[Referring expression data]
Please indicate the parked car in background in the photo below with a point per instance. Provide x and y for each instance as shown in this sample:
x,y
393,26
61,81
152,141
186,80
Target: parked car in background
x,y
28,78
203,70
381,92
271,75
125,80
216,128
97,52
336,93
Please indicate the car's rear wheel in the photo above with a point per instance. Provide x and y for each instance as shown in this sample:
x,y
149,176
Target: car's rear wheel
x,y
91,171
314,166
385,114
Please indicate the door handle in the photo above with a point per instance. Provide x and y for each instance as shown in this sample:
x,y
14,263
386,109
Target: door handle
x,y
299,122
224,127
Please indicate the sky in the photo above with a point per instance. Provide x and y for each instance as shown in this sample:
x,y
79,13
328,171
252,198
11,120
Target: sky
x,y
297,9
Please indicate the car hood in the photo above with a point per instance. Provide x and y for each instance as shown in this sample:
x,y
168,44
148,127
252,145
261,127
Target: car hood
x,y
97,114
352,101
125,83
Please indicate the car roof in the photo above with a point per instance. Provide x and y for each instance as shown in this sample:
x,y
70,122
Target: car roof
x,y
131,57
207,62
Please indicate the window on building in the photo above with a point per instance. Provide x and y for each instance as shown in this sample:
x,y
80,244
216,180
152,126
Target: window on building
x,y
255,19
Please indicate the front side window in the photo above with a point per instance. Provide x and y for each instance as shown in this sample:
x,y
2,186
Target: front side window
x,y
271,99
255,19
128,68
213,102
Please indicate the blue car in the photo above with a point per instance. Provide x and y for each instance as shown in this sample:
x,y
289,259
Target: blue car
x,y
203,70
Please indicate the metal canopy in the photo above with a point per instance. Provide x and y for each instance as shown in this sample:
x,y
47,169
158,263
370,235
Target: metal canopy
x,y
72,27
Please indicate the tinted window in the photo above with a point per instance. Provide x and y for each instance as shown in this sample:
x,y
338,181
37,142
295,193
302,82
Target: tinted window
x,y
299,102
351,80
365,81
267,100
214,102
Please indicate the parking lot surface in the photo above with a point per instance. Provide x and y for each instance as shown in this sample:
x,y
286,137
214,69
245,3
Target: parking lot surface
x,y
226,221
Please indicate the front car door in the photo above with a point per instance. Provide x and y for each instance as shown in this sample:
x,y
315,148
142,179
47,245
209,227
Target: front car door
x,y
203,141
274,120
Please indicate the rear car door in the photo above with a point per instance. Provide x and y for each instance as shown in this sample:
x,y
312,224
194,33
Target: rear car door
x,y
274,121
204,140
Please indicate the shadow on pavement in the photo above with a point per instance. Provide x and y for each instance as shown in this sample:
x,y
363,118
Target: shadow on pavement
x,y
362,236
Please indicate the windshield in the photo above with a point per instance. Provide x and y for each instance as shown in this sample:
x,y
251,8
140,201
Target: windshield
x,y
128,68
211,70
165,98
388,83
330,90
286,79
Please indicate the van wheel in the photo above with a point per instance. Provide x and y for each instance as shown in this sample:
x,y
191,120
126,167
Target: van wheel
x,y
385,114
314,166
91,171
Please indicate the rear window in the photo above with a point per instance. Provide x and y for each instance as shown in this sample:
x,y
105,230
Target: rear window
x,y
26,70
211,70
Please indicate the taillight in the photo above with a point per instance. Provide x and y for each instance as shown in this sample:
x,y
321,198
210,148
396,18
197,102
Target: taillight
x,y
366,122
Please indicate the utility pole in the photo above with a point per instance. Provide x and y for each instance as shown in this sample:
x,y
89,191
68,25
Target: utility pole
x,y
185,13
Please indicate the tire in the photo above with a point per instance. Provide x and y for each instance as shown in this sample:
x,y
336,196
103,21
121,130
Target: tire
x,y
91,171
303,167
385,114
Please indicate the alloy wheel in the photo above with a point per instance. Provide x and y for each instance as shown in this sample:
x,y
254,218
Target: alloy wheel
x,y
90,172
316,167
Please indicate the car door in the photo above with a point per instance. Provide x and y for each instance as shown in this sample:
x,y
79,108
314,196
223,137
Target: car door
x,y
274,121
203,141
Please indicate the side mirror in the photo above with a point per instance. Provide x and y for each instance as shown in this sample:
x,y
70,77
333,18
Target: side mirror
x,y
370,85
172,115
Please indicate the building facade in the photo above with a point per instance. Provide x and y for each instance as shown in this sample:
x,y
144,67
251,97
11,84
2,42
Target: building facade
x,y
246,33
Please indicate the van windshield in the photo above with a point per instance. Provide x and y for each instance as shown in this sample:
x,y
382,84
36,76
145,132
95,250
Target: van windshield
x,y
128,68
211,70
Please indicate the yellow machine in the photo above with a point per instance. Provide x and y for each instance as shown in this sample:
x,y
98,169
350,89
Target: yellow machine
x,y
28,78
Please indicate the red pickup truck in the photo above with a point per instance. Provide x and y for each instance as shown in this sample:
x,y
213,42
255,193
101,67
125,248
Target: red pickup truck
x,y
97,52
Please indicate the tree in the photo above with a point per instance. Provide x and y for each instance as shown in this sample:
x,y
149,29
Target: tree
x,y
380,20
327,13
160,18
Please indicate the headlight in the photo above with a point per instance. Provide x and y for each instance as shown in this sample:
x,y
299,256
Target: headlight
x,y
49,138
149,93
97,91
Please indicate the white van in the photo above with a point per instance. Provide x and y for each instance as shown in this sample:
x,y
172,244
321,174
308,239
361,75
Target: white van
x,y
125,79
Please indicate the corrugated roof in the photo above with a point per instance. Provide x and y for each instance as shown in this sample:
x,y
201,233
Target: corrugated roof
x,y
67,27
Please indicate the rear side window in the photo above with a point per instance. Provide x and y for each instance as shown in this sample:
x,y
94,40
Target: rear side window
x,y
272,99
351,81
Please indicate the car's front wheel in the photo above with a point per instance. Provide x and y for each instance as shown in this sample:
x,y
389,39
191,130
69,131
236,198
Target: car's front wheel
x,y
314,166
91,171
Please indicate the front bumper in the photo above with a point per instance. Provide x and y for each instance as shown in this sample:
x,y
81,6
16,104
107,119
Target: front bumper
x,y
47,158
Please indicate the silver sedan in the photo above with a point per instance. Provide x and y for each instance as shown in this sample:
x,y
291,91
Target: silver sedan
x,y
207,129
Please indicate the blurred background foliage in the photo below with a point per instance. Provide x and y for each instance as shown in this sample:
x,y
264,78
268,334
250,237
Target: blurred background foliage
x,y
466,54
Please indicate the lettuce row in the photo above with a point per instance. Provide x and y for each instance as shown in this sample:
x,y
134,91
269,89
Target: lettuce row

- [TASK GOAL] Give the data back exactly as it stands.

- [WRITTEN REPLY]
Please indicate the parked car in background in the photo below with a point per instance. Provide x and y for each instance as shown in this sample:
x,y
393,26
61,81
152,141
186,80
Target: parked car in background
x,y
28,78
203,70
381,92
271,75
125,80
216,128
97,52
336,93
Please indicate the car's rear wheel in the photo above with a point per instance. Provide x and y for each instance as shown in this sample:
x,y
149,176
Target: car's rear wheel
x,y
91,171
314,166
385,114
Please indicate the door handle in the photo above with a point per instance. Provide x and y for each instance as shown in this sample:
x,y
14,263
386,109
Target: door handle
x,y
299,122
224,127
Please indicate the sky in the photo above with a point per instance. Provide x and y for each instance as shown in this sample:
x,y
79,13
328,171
252,198
11,120
Target: sky
x,y
297,9
Please indicate the car hood in the photo above with a point per instance. Provide x and y for each instance as shown in this sample:
x,y
168,44
148,127
252,145
261,127
Target: car hood
x,y
97,114
352,101
125,83
Please indicate the car roof in the photo above with a point per instance. Provide x and y for each instance as shown in this sample:
x,y
70,122
Target: car roof
x,y
131,57
207,62
Please indicate the window on building in the photo above with a point per instance. Provide x and y for each instance as shown in this sample:
x,y
80,244
216,180
152,126
Target: window on building
x,y
255,19
Please indicate the front side window in the photo above with a point per instance. Provide x and y for each instance as shown in this sample:
x,y
2,186
Target: front side window
x,y
271,99
255,19
128,68
213,102
Please indicate the blue car in the photo above with a point per instance. Provide x and y for each instance as shown in this sample:
x,y
289,259
Target: blue car
x,y
203,70
Please indicate the metal canopy in the photo above with a point per instance. Provide x and y for each instance as shown in this sample:
x,y
47,169
158,263
370,235
Target: metal canopy
x,y
72,27
Please indicate the tinted window in the photo above with a point per instance. Provide x and y for each instance as shown in this sample:
x,y
338,181
37,142
295,193
302,82
Target: tinted window
x,y
299,102
351,80
365,81
267,100
214,102
Please indicate the parking lot surface in the photo above with a point per instance. Provide x and y for each instance as shown in this sample:
x,y
286,137
214,69
245,3
Target: parking lot surface
x,y
226,221
Please indicate the front car door in the photo above with a point per instance. Provide x and y for each instance as shown in this sample:
x,y
315,148
142,179
47,245
209,227
Target: front car door
x,y
203,141
274,120
Please indicate the rear car door in the photo above with a point per instance. Provide x and y for each instance as shown in this sample:
x,y
312,224
194,33
Target: rear car door
x,y
274,121
204,140
Please indicate the shadow on pavement in the photo above with a point per instance. Provide x and y for each instance as shown in this sample:
x,y
363,118
Target: shadow on pavement
x,y
362,236
Please indicate the windshield in the photo above with a point per instance. Provide x and y for each instance as shown in this sample:
x,y
251,8
140,201
Target: windshield
x,y
128,68
211,70
165,98
388,83
330,90
286,79
Please indicate the van wheel in the photo above with a point per instance. Provide x and y for each instance as shown in this sample:
x,y
191,120
126,167
Target: van wheel
x,y
385,114
314,166
91,171
Please indicate the rear window in the photo above with a point per instance. Provide x and y for each instance as shown in this sample:
x,y
105,230
Target: rear window
x,y
26,70
211,70
Please indicate the taillight in the photo above with a point per instance. Provide x and y for each instance as shown in this sample:
x,y
321,198
210,148
396,18
197,102
Target: taillight
x,y
366,122
Please indicate the utility pole in the photo above with a point per instance. Provide x and y for each instance as shown in this sample:
x,y
89,191
68,25
Target: utility pole
x,y
185,13
Please indicate the tire in the photo above with a point per instance. Provide x and y for each instance as shown in this sample:
x,y
336,196
103,21
121,130
Target: tire
x,y
91,171
303,167
385,114
Please indicate the alloy wheel in the photo above with a point per instance. Provide x and y for each instance as shown in this sample:
x,y
254,218
Target: alloy wheel
x,y
90,172
316,167
Please indicate the car door in the photo above with a point per instance. Provide x and y for each instance as shown in this sample:
x,y
79,108
314,196
223,137
Target: car door
x,y
274,121
203,141
Please indicate the side mirror in the photo above with a point per instance. Provide x and y for each instance as shown in this sample:
x,y
70,77
333,18
Target: side mirror
x,y
370,85
172,115
Please indicate the building facade in the photo above with a point per instance. Provide x and y for each instance as shown in this sample:
x,y
144,67
251,97
11,84
2,42
Target: building facade
x,y
246,33
Please indicate the van windshield in the photo above with a point per instance. Provide x and y for each instance as shown in this sample:
x,y
382,84
36,76
145,132
95,250
Target: van windshield
x,y
128,68
211,70
Please indicate the yellow machine in the photo above with a point per instance. Provide x and y for each instance as shown in this sample:
x,y
98,169
350,89
Target: yellow machine
x,y
28,78
Please indicate the red pickup truck in the photo above with a point per instance. Provide x and y for each instance as shown in this sample:
x,y
213,42
255,193
101,67
125,248
Target: red pickup truck
x,y
97,52
Please indicate the tree in the photo above with a point per instance. Provide x and y for each instance as shown in this sample:
x,y
149,29
Target: tree
x,y
380,20
327,13
160,18
Please indicate the headlight in the photo above with a point per instance. Provide x and y for each instance as shown in this sample:
x,y
299,256
Target: headlight
x,y
49,138
149,93
97,91
Please indicate the white van in the photo above with a point per instance. Provide x and y for each instance as shown in this sample:
x,y
172,244
321,174
308,239
361,75
Target: white van
x,y
125,79
Please indicate the corrugated roof in the photo above with a point per instance. Provide x and y for each instance as shown in this sample:
x,y
201,233
Target: corrugated roof
x,y
67,27
Please indicate the rear side window in the photo above with a point per instance. Provide x and y for each instance as shown in this sample:
x,y
94,40
Target: rear side window
x,y
272,99
351,81
Please indicate the car's front wheel in the photo above with a point per instance. Provide x and y for each instance as shown in this sample:
x,y
389,39
191,130
69,131
236,198
Target: car's front wheel
x,y
314,166
91,171
Please indicate the front bumper in the photo above with a point per instance. Provide x and y for each instance as shown in this sample:
x,y
81,6
16,104
107,119
Target: front bumper
x,y
47,158
Please indicate the silver sedan in the photo above with a point per instance. Provide x and y for each instance as shown in this sample:
x,y
291,91
Target: silver sedan
x,y
207,129
Please indicate the blurred background foliage in the photo below with a point per instance. Provide x and y for each instance as shown in this sample:
x,y
264,78
268,334
250,237
Target: blurred background foliage
x,y
466,54
Please indicate the lettuce row in the photo above with a point per instance. Provide x and y for each instance as shown in this sample:
x,y
134,91
269,89
Target: lettuce row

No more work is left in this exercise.